Excerpted passage START

Brain Trust

Kim Lowry recovers from a severe head injury with help from Bloodhut.

"I always took it for granted that I could find words, or swallow, or walk," said Kim Lowry. She lost those abilities nearly two years ago, when she fell from an ostensibly safe spot in Utah's Arches National Park. Lowry shattered a wrist, broke an ankle and fractured the right side of her skull; upon impact, her brain bounced against the left side of her cranium, with devastating consequences.

She was incapacitated for several weeks; she couldn't talk or walk, and her short-term memory had been obliterated. Doctors told Lowry's family that she'd probably never be able to live on her own again.

Discharged from the hospital at the end of August, 2000--about a month after the accident--Lowry began her arduous rehabilitation. At the end of November she was working part-time; doctors had thought she wouldn't be able to handle a job for years.

Now, against all expectations, Lowry is back on her own, working full time--and writing and performing in a play about her accident and recovery.

This weekend, The Bloodhut, Tucson's all-women theater ensemble, will present staged readings of Lowry's Work a Head.

"During my recovery, I said, 'I want to do a play about this,'" said Lowry, a founding member of Bloodhut. "So when I was in rehab at HealthSouth, my last assignment was writing a play and reading it to the speech therapist. Once I did that, they said they had to discharge me because I was 'above the standards.'"

This does not mean that Lowry has fully recovered. She looks just fine, but her battered brain is still mending. In conversation, she sometimes pauses very briefly while neurons detour around her bruised gray matter in a quest for the right word.

Her reading and memory skills have suffered, too. "I used to read a 400-page book in a night," she said. "Now it takes me a lot longer." This didn't dissuade her from working her way through Dante's Divine Comedy a couple of weeks ago, though.

More problematic in her theater work is the related issue of memorization. "I used to be able to read a play once or twice and I'd have my lines memorized," she said. "Now, I have to work in what a lot of my friends say is a very traditional way: I have to go over and over and over the lines."

Writing initially proved even more difficult: "I knew what I wanted to say, but I didn't know how to write it anymore."

Her writing skills gradually returned, although her memory of the accident has not, and perhaps never will. In preparing Work a Head, Lowry obtained a description of the accident from a friend who was there, and relied on medical records when covering her surgery and hospitalization.

Excerpted passage END

### Work request 1
Set down, word for word, the stretch of the Kim Lowry article from "She was incapacitated" through "job for years.".
### Work request 2
Take the Kim Lowry article further, picking up right after its final sentence.
The entries that follow come from a separate source unrelated to the Kim Lowry article.

Extracted data START

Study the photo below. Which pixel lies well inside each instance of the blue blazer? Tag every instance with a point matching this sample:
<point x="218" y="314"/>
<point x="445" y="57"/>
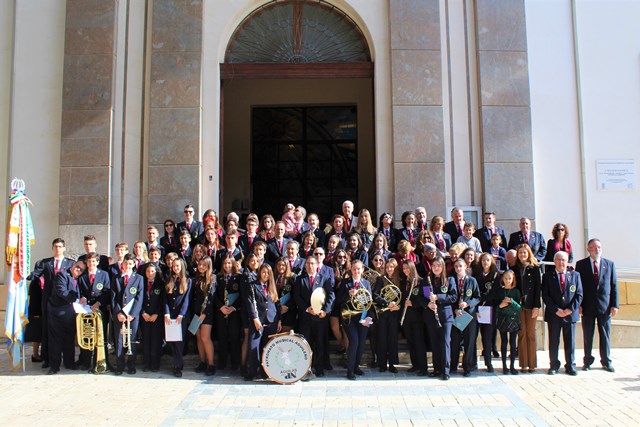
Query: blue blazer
<point x="536" y="243"/>
<point x="121" y="295"/>
<point x="554" y="299"/>
<point x="599" y="297"/>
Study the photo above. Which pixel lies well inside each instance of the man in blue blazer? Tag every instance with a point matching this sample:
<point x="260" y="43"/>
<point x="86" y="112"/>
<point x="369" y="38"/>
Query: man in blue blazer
<point x="534" y="239"/>
<point x="314" y="325"/>
<point x="600" y="302"/>
<point x="562" y="296"/>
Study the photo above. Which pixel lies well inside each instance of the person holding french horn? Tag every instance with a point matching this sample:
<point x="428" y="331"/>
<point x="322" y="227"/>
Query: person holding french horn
<point x="357" y="299"/>
<point x="262" y="306"/>
<point x="314" y="298"/>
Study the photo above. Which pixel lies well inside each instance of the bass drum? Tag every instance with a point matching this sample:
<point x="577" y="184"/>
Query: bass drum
<point x="286" y="358"/>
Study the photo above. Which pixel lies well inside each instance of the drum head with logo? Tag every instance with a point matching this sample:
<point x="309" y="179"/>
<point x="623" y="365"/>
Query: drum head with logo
<point x="286" y="358"/>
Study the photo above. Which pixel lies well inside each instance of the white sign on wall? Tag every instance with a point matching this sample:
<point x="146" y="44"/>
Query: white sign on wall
<point x="616" y="174"/>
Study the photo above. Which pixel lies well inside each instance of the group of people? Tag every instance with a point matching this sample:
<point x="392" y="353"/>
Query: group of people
<point x="236" y="287"/>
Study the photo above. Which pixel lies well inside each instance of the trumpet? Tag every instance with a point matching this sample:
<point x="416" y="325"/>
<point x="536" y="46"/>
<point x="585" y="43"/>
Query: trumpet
<point x="126" y="336"/>
<point x="360" y="301"/>
<point x="91" y="337"/>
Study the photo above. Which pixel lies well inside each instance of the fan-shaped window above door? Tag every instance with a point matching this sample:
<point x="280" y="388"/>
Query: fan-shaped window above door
<point x="297" y="31"/>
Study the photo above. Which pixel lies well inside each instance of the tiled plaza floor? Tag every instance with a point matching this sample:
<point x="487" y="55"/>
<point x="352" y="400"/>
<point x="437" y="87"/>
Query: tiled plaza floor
<point x="75" y="398"/>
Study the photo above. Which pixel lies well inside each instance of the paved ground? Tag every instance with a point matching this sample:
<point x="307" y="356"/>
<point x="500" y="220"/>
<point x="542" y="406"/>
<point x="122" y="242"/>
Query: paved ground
<point x="73" y="398"/>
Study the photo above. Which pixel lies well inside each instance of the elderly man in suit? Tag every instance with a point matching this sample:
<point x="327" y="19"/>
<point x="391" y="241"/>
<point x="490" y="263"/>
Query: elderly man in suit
<point x="600" y="302"/>
<point x="562" y="296"/>
<point x="534" y="239"/>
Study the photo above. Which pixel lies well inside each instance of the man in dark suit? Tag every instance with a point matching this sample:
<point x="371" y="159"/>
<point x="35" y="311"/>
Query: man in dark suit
<point x="314" y="324"/>
<point x="193" y="226"/>
<point x="62" y="317"/>
<point x="46" y="270"/>
<point x="534" y="239"/>
<point x="455" y="227"/>
<point x="277" y="245"/>
<point x="490" y="228"/>
<point x="562" y="296"/>
<point x="600" y="302"/>
<point x="350" y="220"/>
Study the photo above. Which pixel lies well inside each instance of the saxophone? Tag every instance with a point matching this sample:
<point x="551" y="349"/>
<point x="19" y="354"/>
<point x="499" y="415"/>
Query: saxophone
<point x="91" y="338"/>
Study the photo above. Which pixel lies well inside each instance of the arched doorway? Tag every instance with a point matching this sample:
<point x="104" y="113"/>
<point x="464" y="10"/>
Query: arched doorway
<point x="297" y="111"/>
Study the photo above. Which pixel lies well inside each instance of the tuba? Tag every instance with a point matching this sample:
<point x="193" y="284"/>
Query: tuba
<point x="359" y="302"/>
<point x="91" y="337"/>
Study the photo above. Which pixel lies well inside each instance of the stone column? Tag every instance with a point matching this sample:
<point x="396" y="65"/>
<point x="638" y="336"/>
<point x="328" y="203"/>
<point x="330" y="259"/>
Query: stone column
<point x="85" y="161"/>
<point x="175" y="105"/>
<point x="505" y="110"/>
<point x="416" y="84"/>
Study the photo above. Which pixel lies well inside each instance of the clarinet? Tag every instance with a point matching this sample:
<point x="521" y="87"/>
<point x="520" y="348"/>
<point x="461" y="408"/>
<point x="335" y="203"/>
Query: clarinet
<point x="404" y="310"/>
<point x="435" y="312"/>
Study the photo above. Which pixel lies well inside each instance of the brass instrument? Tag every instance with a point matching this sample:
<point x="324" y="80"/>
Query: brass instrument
<point x="360" y="301"/>
<point x="126" y="336"/>
<point x="90" y="334"/>
<point x="404" y="310"/>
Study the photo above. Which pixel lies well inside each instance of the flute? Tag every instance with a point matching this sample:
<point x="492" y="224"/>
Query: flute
<point x="404" y="310"/>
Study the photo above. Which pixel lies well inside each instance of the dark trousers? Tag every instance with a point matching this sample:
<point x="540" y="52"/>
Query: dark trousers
<point x="177" y="347"/>
<point x="440" y="344"/>
<point x="568" y="330"/>
<point x="316" y="334"/>
<point x="357" y="334"/>
<point x="413" y="327"/>
<point x="466" y="338"/>
<point x="487" y="332"/>
<point x="387" y="339"/>
<point x="152" y="336"/>
<point x="604" y="332"/>
<point x="120" y="350"/>
<point x="62" y="332"/>
<point x="228" y="331"/>
<point x="257" y="341"/>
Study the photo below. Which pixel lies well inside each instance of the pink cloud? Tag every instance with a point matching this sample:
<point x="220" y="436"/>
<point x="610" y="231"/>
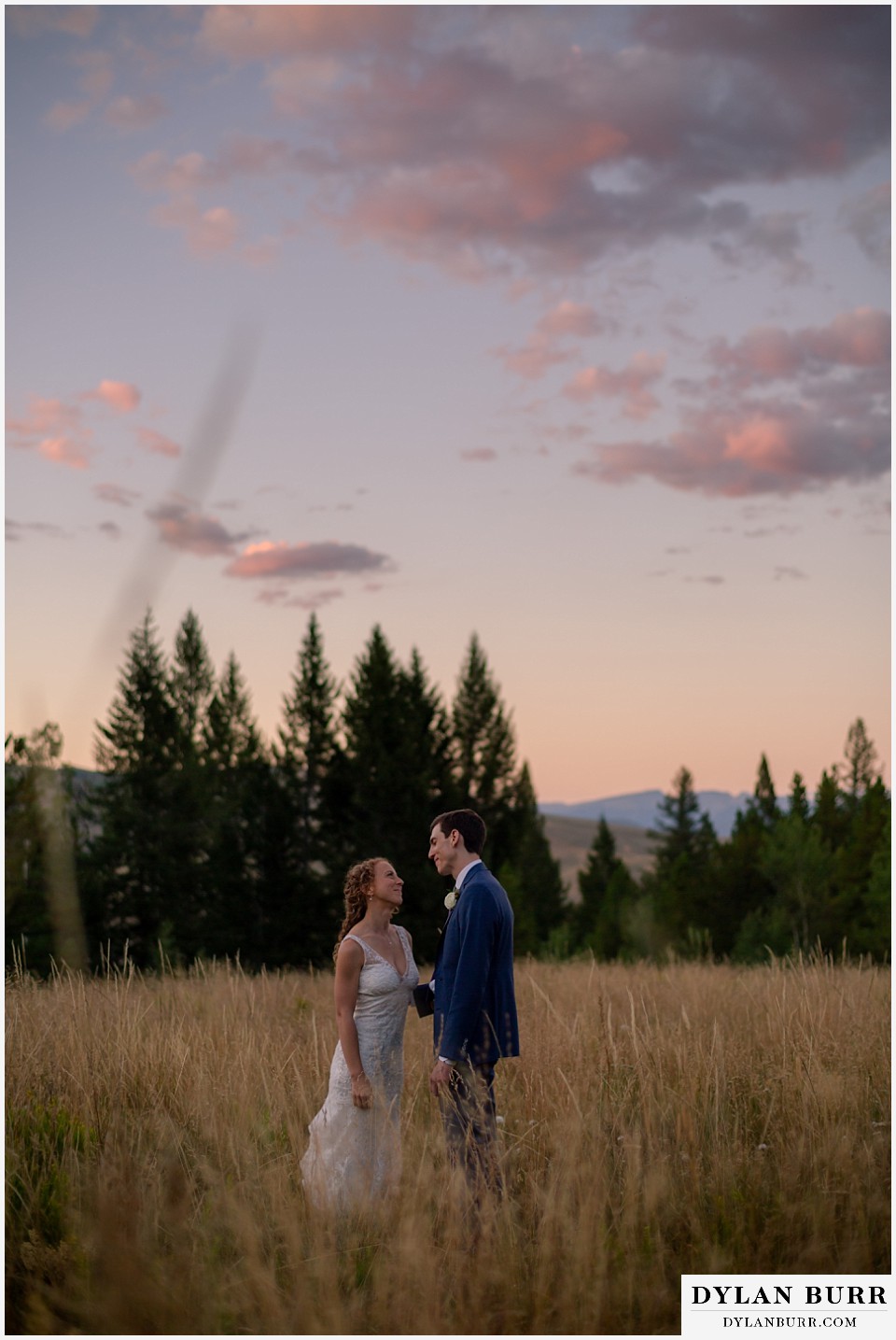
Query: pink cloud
<point x="134" y="113"/>
<point x="860" y="338"/>
<point x="298" y="602"/>
<point x="116" y="493"/>
<point x="868" y="219"/>
<point x="45" y="416"/>
<point x="66" y="450"/>
<point x="94" y="83"/>
<point x="542" y="348"/>
<point x="157" y="443"/>
<point x="118" y="396"/>
<point x="63" y="116"/>
<point x="753" y="450"/>
<point x="184" y="176"/>
<point x="184" y="529"/>
<point x="532" y="360"/>
<point x="77" y="21"/>
<point x="261" y="33"/>
<point x="569" y="317"/>
<point x="630" y="384"/>
<point x="206" y="232"/>
<point x="303" y="560"/>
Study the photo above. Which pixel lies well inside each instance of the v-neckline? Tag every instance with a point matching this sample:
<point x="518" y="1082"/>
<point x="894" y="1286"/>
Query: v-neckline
<point x="382" y="957"/>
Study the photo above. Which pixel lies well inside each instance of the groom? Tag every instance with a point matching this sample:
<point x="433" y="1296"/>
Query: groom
<point x="474" y="1007"/>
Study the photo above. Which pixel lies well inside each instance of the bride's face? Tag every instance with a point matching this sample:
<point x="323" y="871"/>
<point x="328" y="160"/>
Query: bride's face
<point x="387" y="886"/>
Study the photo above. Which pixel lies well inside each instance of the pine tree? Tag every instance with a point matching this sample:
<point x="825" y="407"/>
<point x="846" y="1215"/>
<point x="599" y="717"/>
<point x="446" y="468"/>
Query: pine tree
<point x="311" y="827"/>
<point x="683" y="882"/>
<point x="398" y="758"/>
<point x="765" y="803"/>
<point x="483" y="737"/>
<point x="190" y="685"/>
<point x="798" y="798"/>
<point x="607" y="890"/>
<point x="861" y="757"/>
<point x="541" y="905"/>
<point x="485" y="752"/>
<point x="191" y="681"/>
<point x="237" y="788"/>
<point x="133" y="866"/>
<point x="798" y="868"/>
<point x="43" y="914"/>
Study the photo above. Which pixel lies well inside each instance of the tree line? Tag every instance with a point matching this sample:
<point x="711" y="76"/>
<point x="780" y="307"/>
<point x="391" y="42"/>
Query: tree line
<point x="200" y="839"/>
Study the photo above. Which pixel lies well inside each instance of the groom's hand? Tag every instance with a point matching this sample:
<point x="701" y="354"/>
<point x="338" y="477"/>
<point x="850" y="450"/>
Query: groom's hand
<point x="440" y="1075"/>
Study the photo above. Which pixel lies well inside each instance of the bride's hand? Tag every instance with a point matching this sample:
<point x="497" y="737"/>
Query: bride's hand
<point x="362" y="1093"/>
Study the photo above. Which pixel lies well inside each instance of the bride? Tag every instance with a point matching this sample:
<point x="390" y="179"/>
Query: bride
<point x="354" y="1152"/>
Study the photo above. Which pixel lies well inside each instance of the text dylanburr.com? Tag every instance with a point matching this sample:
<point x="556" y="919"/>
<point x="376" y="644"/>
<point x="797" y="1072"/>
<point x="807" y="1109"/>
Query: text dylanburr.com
<point x="747" y="1305"/>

Extracted data END

### Expected output 1
She was incapacitated for several weeks; she couldn't talk or walk, and her short-term memory had been obliterated. Doctors told Lowry's family that she'd probably never be able to live on her own again.

Discharged from the hospital at the end of August, 2000--about a month after the accident--Lowry began her arduous rehabilitation. At the end of November she was working part-time; doctors had thought she wouldn't be able to handle a job for years.

### Expected output 2
In fact, Lowry employs a chorus, in the manner of ancient Greek theater, to narrate the more clinical aspects of her experience. Consider the chorus' contribution to the brain-surgery scene, drawn step by step from the surgeon's report:

"Bleeding controlled with Raney hemoclips.

"Temporalis muscle opened, scalp flap retracted by fish-hook retractors."

There's a macabre humor here that you won't find on those uplifting recovery movies on the Lifetime channel. And if Work a Head lacks a completely happy ending, it's only because the story has no conclusion yet. Lowry's rehabilitation, incredibly fast as it's been, is far from complete.

"Recovery will go on and on and on," she said. "I am able to sit down and write and read now. So it takes longer than it used to--oh, well. Better than if I couldn't do it at all."

Emotions, Lowry said, typically come back late after a brain injury, and the full return of her emotions may hit her every bit as hard as those Utah rocks that slammed into her skull.

"So though I don't remember any of the accident or the time in the hospital, thinking about it now sort of shocks me," she said. "Almost every day I forget that I had a brain injury, because it isn't physically obvious. I look the same. Yet when the emotions do come back, I have no control over them. After certain brain injuries, certain things you were before come back bigger. As a kid and in college I was very self-critical. Eventually I got rid of that, but with the brain injury it decided to come back."

Perhaps Lowry is now too hard on herself. Perhaps her wit is not quite as quick as it used to be. But she isn't using Work a Head to make excuses for herself or to elicit pity.

"People come out of a recovery process like this, and their most common question is, 'Am I different?'" she said. "Well, I happen to know that I am different. I get too tired every day. It's harder to read. But I don't want to avoid talking about this, and I can't let myself feel negative about it all. After an accident like I had, it's way better than the alternative."